_Task details_
Give back, unchanged, the line containing "Target: drain grate" and every line after it up to the end of the listing.

_Information given_
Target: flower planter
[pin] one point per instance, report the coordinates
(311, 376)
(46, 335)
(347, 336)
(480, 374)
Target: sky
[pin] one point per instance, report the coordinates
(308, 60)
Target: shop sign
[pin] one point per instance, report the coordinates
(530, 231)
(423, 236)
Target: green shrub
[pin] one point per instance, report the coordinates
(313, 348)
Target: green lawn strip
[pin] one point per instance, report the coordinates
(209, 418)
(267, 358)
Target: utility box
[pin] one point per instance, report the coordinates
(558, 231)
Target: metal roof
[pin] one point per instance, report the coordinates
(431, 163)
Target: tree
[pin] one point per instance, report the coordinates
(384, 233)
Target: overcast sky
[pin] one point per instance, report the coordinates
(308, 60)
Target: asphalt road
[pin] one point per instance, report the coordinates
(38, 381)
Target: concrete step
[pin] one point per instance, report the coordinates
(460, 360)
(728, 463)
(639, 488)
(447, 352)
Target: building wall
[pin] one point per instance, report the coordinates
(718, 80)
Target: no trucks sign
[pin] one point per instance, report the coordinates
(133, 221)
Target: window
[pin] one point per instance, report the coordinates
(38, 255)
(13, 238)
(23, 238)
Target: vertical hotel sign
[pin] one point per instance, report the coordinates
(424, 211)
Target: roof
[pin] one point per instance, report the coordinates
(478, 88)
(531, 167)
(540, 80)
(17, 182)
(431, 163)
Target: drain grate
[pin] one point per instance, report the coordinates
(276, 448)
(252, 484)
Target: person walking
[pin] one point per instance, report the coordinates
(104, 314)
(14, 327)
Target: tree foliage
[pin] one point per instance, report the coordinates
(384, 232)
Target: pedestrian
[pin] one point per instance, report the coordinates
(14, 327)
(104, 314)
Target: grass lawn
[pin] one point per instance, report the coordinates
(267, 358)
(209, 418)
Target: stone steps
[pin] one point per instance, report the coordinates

_Reply to the exercise_
Target: drain grate
[pin] one point per instance, report the coordinates
(276, 448)
(252, 484)
Target: person walking
[pin] one point per instance, report the coordinates
(104, 314)
(14, 327)
Target: tree foliage
[pin] one point per instance, report the coordinates
(384, 232)
Target: pedestrian
[pin] one point per instance, report the coordinates
(14, 327)
(104, 314)
Target: grass lawn
[pin] one point per instance, report the coordinates
(267, 358)
(209, 418)
Target: stone steps
[pin] one point per instance, report the coordinates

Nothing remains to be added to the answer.